REQUIREMENTS: Print the line that contains "turbine and record integer pixel coordinates." and every line after it through the last line of the records below, exactly as written and nothing else.

## start RECORDS SUPPLIED

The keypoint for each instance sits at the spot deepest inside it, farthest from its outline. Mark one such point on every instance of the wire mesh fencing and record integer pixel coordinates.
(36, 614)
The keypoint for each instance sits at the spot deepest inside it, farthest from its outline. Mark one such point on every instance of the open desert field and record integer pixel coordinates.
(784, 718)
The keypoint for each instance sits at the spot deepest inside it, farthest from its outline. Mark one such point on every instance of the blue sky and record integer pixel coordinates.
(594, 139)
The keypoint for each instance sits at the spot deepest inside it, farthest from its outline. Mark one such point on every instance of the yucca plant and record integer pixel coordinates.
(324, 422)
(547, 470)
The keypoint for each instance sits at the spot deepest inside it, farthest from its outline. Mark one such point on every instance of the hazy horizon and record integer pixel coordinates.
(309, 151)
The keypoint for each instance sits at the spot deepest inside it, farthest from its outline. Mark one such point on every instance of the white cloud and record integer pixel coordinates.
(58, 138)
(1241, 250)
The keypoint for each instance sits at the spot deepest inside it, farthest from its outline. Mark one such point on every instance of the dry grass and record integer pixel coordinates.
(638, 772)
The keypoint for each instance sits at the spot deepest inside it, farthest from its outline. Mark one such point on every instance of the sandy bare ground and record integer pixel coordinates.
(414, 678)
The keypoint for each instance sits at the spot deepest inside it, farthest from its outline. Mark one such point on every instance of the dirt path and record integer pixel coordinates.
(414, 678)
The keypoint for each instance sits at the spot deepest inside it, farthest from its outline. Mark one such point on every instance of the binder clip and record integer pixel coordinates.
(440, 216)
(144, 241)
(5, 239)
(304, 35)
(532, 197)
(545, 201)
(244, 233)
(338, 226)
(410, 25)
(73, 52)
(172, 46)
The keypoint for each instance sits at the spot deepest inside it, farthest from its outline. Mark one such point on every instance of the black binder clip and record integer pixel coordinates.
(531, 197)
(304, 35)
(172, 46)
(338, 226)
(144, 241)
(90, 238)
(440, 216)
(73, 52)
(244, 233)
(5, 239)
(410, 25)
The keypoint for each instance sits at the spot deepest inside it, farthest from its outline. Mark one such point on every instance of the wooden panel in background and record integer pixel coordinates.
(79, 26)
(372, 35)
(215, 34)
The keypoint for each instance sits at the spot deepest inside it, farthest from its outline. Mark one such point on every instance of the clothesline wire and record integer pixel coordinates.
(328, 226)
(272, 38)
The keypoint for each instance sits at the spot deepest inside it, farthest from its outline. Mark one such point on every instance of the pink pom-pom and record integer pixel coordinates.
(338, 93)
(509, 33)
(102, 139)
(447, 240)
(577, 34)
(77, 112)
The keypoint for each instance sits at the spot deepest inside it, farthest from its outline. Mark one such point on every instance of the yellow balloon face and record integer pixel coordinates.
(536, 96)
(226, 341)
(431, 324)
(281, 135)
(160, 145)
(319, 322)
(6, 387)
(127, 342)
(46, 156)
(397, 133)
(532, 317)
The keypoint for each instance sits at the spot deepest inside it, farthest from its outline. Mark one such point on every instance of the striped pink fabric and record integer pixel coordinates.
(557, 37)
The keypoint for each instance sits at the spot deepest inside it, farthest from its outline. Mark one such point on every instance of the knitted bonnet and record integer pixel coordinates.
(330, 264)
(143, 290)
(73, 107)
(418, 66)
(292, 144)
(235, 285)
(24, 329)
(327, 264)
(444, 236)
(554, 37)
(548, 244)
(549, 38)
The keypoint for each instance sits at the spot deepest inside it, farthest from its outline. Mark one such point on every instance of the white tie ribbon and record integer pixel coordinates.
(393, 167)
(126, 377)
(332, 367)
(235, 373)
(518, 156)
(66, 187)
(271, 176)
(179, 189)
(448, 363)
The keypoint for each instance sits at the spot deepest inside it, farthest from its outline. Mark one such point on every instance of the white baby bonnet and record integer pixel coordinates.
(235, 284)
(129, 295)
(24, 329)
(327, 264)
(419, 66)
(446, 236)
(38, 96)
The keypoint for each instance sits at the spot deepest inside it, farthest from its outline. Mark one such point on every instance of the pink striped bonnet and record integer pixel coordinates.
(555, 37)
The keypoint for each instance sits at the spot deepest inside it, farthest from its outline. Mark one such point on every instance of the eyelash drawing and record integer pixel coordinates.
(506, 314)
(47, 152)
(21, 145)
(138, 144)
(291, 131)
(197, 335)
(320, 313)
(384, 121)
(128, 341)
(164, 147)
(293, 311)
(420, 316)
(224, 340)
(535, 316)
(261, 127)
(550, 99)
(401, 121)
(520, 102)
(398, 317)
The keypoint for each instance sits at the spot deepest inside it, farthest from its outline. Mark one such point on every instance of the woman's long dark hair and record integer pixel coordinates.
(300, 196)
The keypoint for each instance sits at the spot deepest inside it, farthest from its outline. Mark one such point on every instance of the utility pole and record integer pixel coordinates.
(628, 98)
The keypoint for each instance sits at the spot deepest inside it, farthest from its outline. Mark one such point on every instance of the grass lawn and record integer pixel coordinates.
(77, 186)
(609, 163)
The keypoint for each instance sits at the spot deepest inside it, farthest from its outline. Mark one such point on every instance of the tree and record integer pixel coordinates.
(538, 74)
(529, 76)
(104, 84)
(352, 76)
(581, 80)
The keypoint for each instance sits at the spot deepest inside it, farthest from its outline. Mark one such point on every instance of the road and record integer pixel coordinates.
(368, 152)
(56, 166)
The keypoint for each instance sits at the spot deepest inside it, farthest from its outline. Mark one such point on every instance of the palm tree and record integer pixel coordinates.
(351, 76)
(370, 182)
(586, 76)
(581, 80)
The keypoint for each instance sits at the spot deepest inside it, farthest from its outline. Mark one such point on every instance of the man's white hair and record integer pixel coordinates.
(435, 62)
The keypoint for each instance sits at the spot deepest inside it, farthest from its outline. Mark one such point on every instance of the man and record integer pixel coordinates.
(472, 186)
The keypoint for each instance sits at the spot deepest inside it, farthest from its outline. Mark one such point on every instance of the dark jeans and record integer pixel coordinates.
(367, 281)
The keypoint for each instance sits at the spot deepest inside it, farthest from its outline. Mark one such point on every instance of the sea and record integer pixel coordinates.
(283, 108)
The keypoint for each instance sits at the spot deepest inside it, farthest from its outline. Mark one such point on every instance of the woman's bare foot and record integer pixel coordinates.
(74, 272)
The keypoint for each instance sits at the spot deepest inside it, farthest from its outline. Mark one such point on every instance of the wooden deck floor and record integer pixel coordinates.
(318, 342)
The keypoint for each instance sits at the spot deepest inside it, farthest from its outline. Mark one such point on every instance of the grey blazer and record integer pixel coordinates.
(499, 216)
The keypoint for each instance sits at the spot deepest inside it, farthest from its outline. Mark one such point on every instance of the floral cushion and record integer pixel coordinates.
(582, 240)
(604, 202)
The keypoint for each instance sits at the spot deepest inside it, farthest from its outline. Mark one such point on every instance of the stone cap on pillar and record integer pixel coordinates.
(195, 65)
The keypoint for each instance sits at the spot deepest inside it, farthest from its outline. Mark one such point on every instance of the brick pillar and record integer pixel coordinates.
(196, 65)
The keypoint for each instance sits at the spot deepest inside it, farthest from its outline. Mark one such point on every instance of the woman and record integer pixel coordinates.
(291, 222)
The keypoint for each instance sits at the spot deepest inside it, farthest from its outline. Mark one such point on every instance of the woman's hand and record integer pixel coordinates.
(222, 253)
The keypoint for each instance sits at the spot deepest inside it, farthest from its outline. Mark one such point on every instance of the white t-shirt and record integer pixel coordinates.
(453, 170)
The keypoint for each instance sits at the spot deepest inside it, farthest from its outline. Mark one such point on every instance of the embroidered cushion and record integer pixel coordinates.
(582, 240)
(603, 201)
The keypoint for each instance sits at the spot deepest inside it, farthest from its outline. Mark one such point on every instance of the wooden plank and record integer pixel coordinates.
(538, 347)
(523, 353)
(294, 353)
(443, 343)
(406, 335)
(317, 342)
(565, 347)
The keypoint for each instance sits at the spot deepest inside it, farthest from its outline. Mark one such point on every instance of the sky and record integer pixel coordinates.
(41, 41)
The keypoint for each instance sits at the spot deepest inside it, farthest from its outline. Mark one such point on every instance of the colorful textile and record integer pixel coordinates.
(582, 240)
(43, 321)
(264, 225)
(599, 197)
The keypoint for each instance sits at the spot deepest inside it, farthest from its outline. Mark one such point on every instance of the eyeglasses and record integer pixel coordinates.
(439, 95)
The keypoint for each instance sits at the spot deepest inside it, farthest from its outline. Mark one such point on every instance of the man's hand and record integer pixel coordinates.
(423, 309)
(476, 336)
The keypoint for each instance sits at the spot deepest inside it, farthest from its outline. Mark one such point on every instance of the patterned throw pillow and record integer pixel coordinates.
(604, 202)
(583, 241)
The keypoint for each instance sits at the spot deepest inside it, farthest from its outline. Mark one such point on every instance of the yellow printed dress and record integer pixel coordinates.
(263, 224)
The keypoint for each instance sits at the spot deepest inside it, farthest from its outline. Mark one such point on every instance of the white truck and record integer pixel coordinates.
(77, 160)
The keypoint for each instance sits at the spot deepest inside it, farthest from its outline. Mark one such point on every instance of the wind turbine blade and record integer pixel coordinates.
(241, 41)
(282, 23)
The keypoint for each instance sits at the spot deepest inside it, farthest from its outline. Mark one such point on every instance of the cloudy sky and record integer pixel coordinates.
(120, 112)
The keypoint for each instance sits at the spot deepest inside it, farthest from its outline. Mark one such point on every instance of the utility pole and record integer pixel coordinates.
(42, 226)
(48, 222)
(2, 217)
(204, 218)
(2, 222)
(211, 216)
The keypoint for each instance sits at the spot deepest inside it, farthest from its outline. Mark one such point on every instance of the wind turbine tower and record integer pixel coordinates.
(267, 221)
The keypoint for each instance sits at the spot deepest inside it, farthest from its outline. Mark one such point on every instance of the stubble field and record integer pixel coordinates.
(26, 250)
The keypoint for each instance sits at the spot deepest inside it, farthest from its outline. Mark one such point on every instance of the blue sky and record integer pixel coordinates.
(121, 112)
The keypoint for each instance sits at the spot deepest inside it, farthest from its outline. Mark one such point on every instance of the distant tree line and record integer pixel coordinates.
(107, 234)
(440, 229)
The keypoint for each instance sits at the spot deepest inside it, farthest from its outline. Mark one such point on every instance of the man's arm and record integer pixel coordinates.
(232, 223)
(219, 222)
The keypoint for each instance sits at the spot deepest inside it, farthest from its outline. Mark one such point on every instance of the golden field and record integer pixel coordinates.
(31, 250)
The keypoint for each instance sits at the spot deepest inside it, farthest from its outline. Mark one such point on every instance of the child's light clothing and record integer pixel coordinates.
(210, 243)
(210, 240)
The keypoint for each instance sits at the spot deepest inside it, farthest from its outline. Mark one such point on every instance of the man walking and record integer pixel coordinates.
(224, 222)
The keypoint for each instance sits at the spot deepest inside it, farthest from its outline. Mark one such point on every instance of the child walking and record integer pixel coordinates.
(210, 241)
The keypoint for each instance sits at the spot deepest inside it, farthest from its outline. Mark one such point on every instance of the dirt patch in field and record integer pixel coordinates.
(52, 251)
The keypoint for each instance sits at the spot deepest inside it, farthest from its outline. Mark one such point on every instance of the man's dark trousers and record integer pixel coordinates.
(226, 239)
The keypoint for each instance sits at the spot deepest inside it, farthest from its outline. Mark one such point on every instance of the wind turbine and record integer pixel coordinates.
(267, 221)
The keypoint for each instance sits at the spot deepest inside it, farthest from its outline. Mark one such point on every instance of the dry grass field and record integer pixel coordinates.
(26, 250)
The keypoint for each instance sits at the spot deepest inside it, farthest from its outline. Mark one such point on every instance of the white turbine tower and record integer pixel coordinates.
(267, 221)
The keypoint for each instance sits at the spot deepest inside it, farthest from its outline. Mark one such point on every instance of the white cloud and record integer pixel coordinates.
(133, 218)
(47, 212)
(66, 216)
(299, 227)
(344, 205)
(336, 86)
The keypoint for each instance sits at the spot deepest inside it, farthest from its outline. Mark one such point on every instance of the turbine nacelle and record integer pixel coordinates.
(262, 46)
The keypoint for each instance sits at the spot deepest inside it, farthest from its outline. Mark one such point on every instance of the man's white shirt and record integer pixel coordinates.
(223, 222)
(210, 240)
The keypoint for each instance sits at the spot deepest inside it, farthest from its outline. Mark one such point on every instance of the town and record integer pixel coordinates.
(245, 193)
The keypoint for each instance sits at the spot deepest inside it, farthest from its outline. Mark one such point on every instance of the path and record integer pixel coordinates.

## end RECORDS SUPPLIED

EXERCISE SOLUTION:
The keypoint for each instance sits at the spot deepest inside it, farthest from its outline. Mark one such point on every instance of the wind turbine and record integer pixel coordinates.
(267, 221)
The keypoint for each instance sits at the spot deepest inside it, farthest from its outline. Mark one such point on every instance of the dry grass field and record integer pixel coordinates.
(26, 250)
The keypoint for each instance sits at the spot deepest inside it, farthest from its outline. Mark one such point on every instance of the white turbine tower and record integer pixel coordinates.
(267, 221)
The keypoint for each instance sits at the spot deepest inside it, farthest from its outline. Mark one such point on every instance of the white cloud and record integer pixel coordinates.
(133, 218)
(47, 212)
(66, 216)
(299, 227)
(344, 205)
(336, 86)
The keypoint for each instance sits at the spot deepest inside it, farthest from its outline. Mark one such point on every instance of the turbine nacelle and record integer pixel coordinates.
(262, 46)
The keypoint for each instance sits at the spot deepest inside it, farthest from its outline. Mark one such point on every instance of the man's white shirt and record integer pixel coordinates.
(223, 222)
(210, 240)
The keypoint for each instance sits at the spot deepest inside it, farthest from its outline. Mark one such point on every instance of the town and record integer pixel coordinates.
(245, 193)
The keypoint for each instance sits at the spot deepest inside it, farthest from its outline. Mark one such point on every instance of the path and record integer pixel coordinates.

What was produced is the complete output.